> Set exercise 1: In the passage on Fei Shi, what post did he hold under Liu Zhang?
> Set exercise 2: Render as a numbered list the stretch of the records below from the line containing "the red brick" through the line containing "[(194, 98)]", leaving out any blank lines.

> Source document:
########################################

Fei Shi ( 214–234, died after 234), courtesy name Gongju, was an official of the state of Shu Han during the Three Kingdoms period of China.

Life
Fei Shi was from Nan'an County (南安縣), Qianwei Commandery (犍為郡), which is around present-day Leshan, Sichuan. He originally served under Liu Zhang, the Governor of Yi Province (covering present-day Sichuan and Chongqing), as the Prefect of Mianzhu County (綿竹縣).

In 214, after the warlord Liu Bei seized control of Yi Province from Liu Zhang, Fei Shi came into the service of Liu Bei. Between 214 and 219, Fei Shi held a number of appointments in Liu Bei's administration, including Administrator (太守) of Zangke Commandery (牂牁郡). Around 219, after Liu Bei declared himself King of Hanzhong, he tasked Fei Shi with travelling to Jing Province to inform Guan Yu about his appointment as General of the Vanguard (前將軍). However, when Guan Yu learned that Huang Zhong would server as the General of the Rear (後將軍), he angrily said, "I would never allow myself to share the same rank as this old soldier!". He was adamant in his resolution not to accept the appointment.

Fei Shi, in order to convince Guan Yu, said to him :

After Guan Yu heard Fei Shi's argument, he was greatly moved and hurriedly accepted the appointment.

########################################

> Supplied material:

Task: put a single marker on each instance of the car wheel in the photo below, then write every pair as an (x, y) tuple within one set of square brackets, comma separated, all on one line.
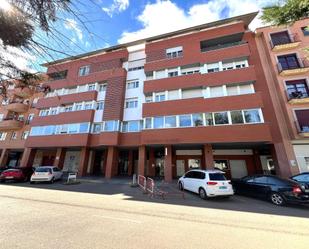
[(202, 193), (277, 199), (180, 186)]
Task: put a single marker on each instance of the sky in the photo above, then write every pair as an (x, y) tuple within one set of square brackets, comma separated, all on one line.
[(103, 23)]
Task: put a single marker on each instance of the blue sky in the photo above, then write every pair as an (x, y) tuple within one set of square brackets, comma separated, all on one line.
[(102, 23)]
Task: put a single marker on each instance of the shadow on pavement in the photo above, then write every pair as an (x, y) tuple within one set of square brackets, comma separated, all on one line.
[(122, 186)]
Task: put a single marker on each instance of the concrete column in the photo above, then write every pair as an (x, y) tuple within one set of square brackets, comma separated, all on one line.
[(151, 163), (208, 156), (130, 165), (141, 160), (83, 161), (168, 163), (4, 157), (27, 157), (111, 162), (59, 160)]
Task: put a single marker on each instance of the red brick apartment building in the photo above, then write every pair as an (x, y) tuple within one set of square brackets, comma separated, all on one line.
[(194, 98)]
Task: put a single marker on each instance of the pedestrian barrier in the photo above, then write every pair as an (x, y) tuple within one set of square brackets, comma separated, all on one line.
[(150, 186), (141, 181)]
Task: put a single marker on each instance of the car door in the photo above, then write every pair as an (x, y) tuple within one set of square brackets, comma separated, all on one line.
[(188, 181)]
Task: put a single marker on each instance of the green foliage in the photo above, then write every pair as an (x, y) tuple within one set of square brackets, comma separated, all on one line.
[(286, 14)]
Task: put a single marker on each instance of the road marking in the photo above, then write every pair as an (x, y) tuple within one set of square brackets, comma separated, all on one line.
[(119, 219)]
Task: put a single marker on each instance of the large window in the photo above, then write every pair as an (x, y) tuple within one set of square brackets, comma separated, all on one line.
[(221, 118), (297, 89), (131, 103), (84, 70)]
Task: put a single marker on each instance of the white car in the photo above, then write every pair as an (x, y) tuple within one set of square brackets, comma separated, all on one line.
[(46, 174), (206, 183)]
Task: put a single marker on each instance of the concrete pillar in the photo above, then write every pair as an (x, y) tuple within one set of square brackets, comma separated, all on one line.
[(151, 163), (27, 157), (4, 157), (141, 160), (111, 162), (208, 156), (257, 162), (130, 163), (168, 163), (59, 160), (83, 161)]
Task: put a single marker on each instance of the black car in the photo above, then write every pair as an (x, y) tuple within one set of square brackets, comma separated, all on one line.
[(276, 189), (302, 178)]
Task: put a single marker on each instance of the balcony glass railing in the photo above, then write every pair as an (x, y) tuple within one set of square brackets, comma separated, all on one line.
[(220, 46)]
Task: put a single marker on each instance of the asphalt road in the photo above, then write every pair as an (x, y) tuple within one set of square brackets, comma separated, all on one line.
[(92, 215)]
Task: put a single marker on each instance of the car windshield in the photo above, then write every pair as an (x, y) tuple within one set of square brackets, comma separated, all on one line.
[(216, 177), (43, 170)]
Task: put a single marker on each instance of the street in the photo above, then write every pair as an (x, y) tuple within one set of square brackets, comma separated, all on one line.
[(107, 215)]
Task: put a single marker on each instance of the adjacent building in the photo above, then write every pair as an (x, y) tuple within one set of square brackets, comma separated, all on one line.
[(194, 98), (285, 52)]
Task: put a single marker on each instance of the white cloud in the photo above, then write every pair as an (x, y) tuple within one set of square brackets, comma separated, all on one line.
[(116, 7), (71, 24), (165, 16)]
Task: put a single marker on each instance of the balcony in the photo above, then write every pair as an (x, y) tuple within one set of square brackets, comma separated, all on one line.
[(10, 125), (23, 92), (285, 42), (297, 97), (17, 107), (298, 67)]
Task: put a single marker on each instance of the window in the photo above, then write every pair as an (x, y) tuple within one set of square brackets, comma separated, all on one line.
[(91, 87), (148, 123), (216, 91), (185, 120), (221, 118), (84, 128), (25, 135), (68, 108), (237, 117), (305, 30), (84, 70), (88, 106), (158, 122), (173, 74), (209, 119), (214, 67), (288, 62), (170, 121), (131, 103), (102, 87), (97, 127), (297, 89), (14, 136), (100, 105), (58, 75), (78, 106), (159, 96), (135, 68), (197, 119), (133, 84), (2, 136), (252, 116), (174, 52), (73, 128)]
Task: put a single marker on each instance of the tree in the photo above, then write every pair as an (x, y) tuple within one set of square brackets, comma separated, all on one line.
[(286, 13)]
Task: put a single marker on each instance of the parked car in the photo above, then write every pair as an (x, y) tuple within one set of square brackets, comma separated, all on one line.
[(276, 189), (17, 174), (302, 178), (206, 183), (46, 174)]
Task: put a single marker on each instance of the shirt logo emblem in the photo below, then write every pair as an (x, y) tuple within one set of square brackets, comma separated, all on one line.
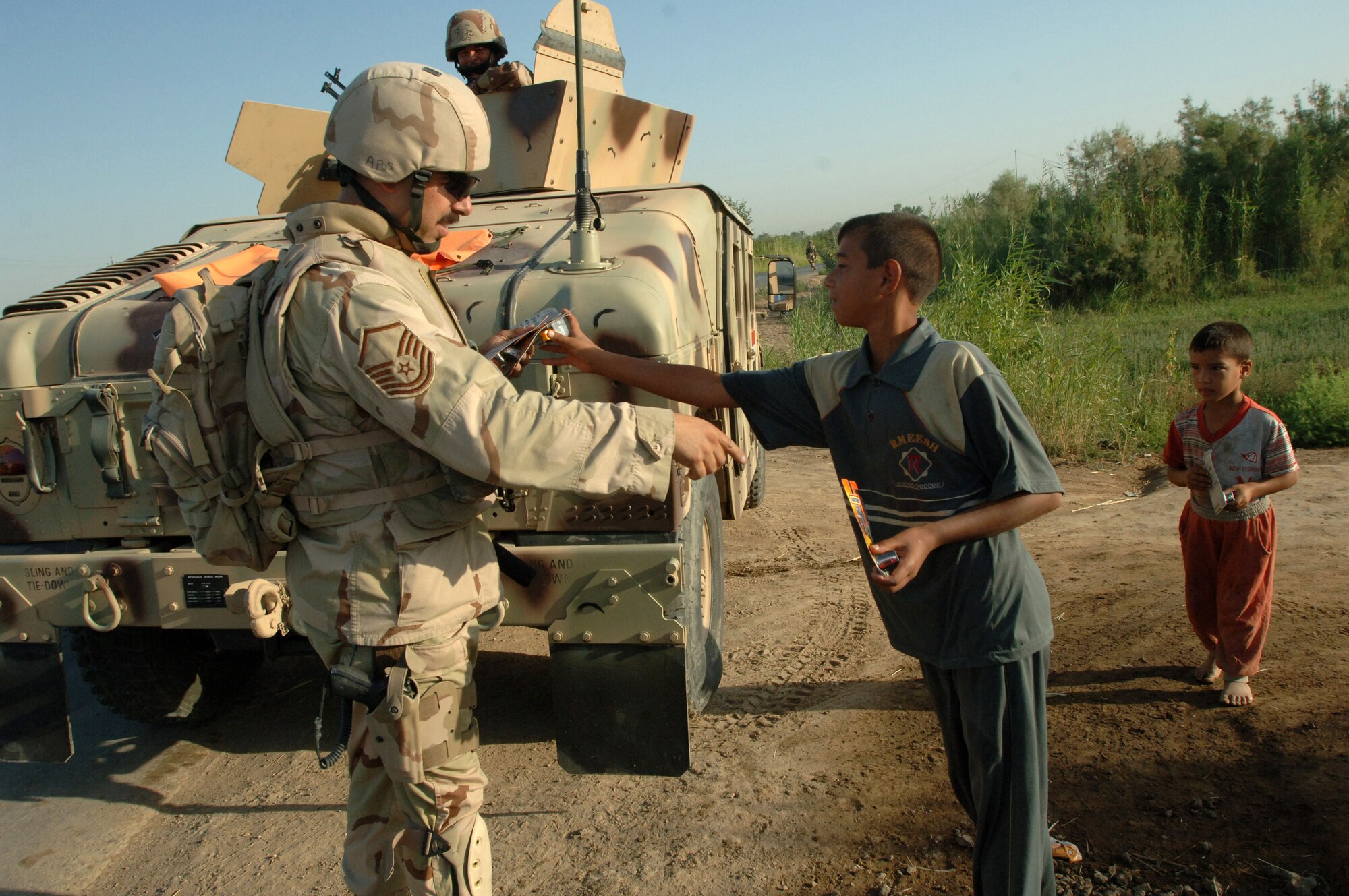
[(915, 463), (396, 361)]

########################################

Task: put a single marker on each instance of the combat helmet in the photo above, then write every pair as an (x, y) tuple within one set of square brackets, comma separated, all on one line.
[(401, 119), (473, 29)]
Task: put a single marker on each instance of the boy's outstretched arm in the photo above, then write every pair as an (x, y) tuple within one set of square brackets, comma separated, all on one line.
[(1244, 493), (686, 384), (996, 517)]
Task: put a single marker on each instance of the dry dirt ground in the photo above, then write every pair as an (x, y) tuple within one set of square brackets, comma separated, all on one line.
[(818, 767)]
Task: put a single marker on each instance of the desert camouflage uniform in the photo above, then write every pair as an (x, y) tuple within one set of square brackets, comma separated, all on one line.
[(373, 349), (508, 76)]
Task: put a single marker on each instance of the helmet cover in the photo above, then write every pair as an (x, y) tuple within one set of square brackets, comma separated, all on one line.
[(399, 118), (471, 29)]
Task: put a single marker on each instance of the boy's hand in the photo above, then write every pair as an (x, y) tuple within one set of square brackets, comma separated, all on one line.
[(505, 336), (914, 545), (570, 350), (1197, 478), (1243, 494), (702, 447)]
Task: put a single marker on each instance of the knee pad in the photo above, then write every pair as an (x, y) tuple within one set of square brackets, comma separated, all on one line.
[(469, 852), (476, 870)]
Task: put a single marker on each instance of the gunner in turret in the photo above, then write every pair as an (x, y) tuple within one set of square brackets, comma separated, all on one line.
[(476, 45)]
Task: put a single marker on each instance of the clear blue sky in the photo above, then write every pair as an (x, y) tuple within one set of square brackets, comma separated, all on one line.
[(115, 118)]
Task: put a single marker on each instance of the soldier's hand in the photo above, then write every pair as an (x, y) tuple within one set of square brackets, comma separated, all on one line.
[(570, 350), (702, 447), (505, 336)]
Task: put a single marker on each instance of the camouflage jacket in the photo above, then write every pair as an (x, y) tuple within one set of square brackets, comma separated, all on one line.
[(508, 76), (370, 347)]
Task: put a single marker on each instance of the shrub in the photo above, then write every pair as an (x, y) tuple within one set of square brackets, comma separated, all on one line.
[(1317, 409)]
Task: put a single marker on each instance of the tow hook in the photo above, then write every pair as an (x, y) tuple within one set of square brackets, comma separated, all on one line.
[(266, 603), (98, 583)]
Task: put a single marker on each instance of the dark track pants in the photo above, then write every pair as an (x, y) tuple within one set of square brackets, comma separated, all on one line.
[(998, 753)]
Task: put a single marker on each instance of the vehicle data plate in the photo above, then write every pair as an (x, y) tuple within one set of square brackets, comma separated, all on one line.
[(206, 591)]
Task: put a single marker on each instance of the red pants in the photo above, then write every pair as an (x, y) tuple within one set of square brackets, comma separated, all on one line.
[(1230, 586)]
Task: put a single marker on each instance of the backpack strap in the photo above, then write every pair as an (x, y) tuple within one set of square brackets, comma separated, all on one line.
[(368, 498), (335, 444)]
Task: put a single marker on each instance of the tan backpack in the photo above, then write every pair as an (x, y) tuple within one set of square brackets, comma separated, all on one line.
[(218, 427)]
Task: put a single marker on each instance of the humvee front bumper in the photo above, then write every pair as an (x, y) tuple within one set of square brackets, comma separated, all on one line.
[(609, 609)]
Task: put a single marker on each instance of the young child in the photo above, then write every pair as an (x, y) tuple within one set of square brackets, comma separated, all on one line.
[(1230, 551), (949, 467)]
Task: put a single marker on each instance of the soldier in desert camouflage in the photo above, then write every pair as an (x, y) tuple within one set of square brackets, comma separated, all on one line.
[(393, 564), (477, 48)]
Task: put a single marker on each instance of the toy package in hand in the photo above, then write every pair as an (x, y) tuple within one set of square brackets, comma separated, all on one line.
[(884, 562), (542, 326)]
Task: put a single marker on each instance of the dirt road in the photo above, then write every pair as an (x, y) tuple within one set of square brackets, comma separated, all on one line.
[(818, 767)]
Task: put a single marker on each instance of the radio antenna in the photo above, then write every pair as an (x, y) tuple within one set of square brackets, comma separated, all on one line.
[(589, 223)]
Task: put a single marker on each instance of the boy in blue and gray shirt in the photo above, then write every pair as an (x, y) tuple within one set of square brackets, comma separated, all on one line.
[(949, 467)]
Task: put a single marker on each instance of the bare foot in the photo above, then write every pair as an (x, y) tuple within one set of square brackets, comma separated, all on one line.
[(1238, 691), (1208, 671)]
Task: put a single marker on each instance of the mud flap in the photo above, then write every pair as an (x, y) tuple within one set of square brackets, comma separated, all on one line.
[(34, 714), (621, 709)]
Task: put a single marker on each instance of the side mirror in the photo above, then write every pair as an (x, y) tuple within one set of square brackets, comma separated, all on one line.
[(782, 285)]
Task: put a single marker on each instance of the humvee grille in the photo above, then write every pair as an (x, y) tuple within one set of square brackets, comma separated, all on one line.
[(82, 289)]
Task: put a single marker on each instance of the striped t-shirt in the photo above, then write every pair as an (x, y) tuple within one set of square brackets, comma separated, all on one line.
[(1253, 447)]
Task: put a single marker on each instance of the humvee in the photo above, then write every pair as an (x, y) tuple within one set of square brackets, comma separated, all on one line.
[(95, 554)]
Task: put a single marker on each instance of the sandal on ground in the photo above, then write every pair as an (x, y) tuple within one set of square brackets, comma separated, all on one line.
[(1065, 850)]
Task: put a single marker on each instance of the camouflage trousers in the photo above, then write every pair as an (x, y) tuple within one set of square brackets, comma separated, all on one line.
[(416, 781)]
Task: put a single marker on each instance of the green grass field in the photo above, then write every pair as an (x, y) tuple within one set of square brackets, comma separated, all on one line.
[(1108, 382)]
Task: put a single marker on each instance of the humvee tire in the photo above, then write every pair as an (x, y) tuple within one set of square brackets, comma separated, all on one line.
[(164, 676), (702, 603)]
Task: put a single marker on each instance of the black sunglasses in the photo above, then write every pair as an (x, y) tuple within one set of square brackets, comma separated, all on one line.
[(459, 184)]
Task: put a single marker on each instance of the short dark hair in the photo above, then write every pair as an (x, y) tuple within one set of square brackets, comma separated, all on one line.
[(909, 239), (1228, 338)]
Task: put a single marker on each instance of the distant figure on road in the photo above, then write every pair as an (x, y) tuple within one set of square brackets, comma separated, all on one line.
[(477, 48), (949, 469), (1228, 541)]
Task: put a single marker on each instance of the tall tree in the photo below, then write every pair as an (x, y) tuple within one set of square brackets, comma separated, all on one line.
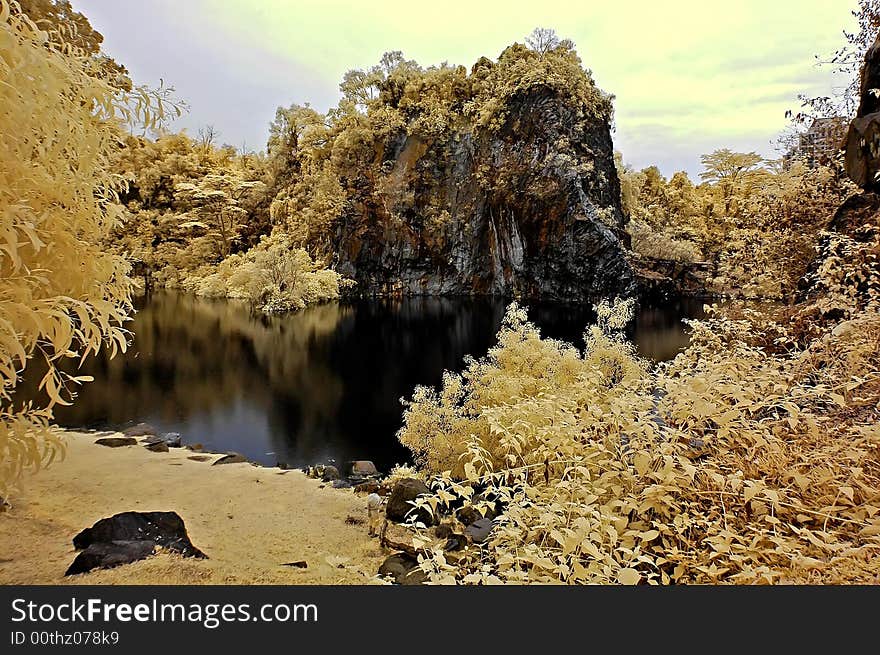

########################################

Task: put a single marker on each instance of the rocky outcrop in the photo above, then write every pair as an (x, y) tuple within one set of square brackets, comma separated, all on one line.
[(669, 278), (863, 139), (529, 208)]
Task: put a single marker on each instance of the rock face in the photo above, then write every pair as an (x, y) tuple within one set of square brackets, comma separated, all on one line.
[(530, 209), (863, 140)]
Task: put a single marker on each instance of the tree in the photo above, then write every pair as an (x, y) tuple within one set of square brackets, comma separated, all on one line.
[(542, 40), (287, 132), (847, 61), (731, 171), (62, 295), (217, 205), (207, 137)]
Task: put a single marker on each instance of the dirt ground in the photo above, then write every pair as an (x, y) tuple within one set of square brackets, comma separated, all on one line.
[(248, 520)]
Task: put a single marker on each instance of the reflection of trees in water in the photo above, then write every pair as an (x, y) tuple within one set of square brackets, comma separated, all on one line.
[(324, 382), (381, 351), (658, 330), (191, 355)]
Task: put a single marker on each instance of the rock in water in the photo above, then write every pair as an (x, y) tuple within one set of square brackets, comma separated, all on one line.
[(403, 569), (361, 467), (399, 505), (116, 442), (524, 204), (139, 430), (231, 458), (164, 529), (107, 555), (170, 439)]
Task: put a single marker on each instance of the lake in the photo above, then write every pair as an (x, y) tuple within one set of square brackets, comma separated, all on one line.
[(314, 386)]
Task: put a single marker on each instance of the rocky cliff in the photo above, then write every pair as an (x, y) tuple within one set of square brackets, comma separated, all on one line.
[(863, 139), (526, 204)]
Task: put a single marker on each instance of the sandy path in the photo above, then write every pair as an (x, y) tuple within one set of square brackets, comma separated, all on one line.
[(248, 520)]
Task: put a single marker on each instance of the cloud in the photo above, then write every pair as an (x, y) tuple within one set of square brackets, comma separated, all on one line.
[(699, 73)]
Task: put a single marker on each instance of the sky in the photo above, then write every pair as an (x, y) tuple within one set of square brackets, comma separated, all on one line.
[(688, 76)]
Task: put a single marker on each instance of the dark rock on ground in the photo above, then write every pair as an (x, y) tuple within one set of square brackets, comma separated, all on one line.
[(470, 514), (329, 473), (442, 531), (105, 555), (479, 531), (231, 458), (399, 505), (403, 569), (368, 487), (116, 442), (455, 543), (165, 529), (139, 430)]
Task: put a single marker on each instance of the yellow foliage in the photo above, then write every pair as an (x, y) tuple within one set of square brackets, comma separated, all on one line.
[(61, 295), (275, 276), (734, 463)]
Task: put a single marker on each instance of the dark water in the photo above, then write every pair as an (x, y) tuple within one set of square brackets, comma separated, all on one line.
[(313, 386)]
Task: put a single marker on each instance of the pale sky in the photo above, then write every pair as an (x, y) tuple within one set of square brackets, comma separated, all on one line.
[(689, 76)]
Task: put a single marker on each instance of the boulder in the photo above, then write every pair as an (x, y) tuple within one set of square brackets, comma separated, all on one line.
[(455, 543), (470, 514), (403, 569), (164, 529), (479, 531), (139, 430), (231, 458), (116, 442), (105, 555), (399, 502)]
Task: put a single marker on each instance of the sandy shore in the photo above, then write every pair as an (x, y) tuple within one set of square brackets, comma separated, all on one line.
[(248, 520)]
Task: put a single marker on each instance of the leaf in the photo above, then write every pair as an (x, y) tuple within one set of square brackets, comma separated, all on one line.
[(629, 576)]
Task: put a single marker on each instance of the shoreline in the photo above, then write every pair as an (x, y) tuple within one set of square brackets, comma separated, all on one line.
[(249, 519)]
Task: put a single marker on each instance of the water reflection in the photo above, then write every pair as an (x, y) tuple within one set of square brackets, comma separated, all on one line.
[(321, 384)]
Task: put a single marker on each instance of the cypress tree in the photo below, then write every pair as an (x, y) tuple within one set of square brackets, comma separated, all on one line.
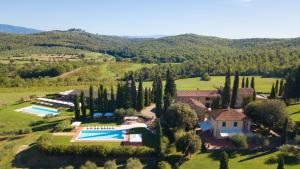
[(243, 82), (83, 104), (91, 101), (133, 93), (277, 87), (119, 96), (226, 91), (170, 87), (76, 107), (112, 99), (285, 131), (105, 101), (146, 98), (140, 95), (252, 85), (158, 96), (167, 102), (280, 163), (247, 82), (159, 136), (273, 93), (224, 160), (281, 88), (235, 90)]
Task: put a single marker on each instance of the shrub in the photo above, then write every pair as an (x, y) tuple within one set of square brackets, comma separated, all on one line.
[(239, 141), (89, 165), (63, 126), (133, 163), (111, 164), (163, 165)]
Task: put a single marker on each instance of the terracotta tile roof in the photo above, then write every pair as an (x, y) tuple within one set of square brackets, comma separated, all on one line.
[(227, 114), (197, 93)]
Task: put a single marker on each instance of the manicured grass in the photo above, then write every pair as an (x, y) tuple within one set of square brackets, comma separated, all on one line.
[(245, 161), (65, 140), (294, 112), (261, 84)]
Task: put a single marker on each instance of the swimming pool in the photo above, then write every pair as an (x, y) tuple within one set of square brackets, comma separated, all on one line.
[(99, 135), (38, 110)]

########################################

> Exercise response 1: He was the Prefect of Mianzhu County.

> Exercise response 2:
1. Task: put a single marker on each instance of the red brick apartment building in the photo above, then write every pair as an (x, y) tuple within one set of square brackets, comma separated, all on one line.
2. [(194, 98)]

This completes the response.